Problem description
Reproduce every line of the data below word for word, omitting the pictures.

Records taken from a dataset
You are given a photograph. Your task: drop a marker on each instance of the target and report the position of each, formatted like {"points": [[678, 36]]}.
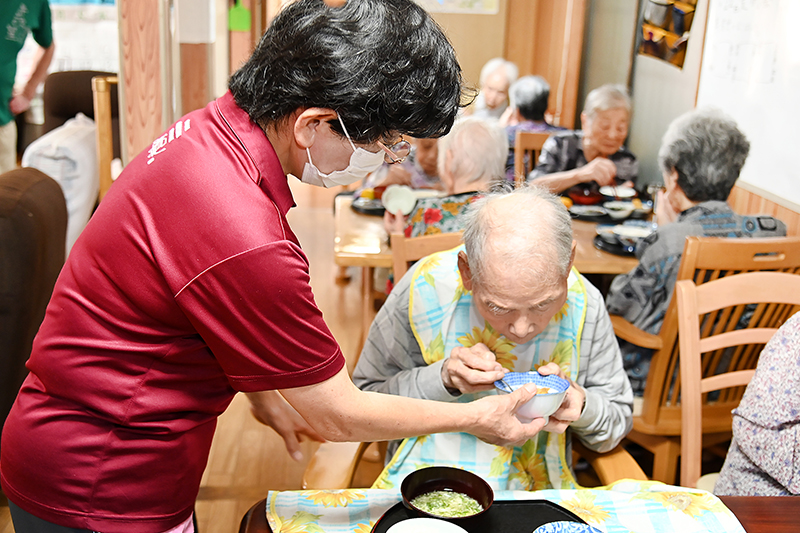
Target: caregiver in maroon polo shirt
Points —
{"points": [[188, 285]]}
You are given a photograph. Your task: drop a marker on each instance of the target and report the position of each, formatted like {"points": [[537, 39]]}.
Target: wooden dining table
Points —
{"points": [[757, 514], [361, 241]]}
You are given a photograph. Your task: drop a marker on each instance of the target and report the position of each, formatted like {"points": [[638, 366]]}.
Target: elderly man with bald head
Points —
{"points": [[508, 299]]}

Final result
You are given a photograph. Your task: drop a marker on each instance of the target and report the position of each, formatted like {"points": [[678, 36]]}.
Target: caregiver in maroon polo shirt
Points —
{"points": [[188, 285]]}
You are given a photograph. Your task: drop a marker on each instance of the target and report the position of each, formatted like {"points": [[537, 39]]}.
Target: wooden dining table
Points —
{"points": [[757, 514], [361, 241]]}
You are given a photograph. Your task: drop a marker on each instance of the target and report the position of each, formatted like {"points": [[638, 366]]}.
Target: elderly man with bald head
Points —
{"points": [[508, 299]]}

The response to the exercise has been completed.